Text block:

** Start **

I love this opening statement because it gets to the heart of what's wrong with the arguments Steve Corino made this past week trying to rationalize taking stiff chairshots to the head on last Friday's ROH Final Battle PPV. If you know what you're doing, if you're the least bit skilled at your craft, you don't need to take a stiff chairshot to the head to tell a compelling, exciting, dramatic story in the ring. Wrote Austin about the 1970s and 1980s: "(Y)ou worked a safter style then, because the guys were actually better workers. They didn't have to take as many crazy bumps, because they really sold the bumps that were available to them." Amen.
He talked about how the high-flyers came in and "everybody stopped selling the moves" (i.e. spotfests in the X Division or indy division). He astutely noted The Road Warriors came in and stopped selling anything, which was "good for them," Austin notes, but bad for the business. I've long called it the scorched-earth policy.

** End **

Recorded information:
** Start **

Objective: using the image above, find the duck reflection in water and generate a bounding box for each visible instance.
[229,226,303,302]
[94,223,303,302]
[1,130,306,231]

** End **

What you will do:
1. Name every person or group mentioned by name in the wrestling commentary.
2. Pick up the wrestling commentary after its final sentence and keep writing it.

Task-by-task outputs:
1. Steve Corino, Austin, The Road Warriors

2.
-Austin then moves on to talk about some specific changes. Number one, he'd go to unscripted promos. Bruce Mitchell and I have talked about this regularly for years on the VIP Bruce Mitchell Audio Show. Here's Austin making the case: "I'd force the guys to use their brains. Make it a spontaneous situation where guys are forced to use their hearts, their heads, and their guts. When someone asks them a question, they wouldn't just be regurgitating some BS written on a piece of paper they had to memorize. I'd like to see WWE go back to being more of a wrestling company and less of a television company doing wrestling." He said he'd give the wrestlers bullet points and some direction and a timeframe, that's all. "But what came out of their mouths would be their feelings, not what they committed memory."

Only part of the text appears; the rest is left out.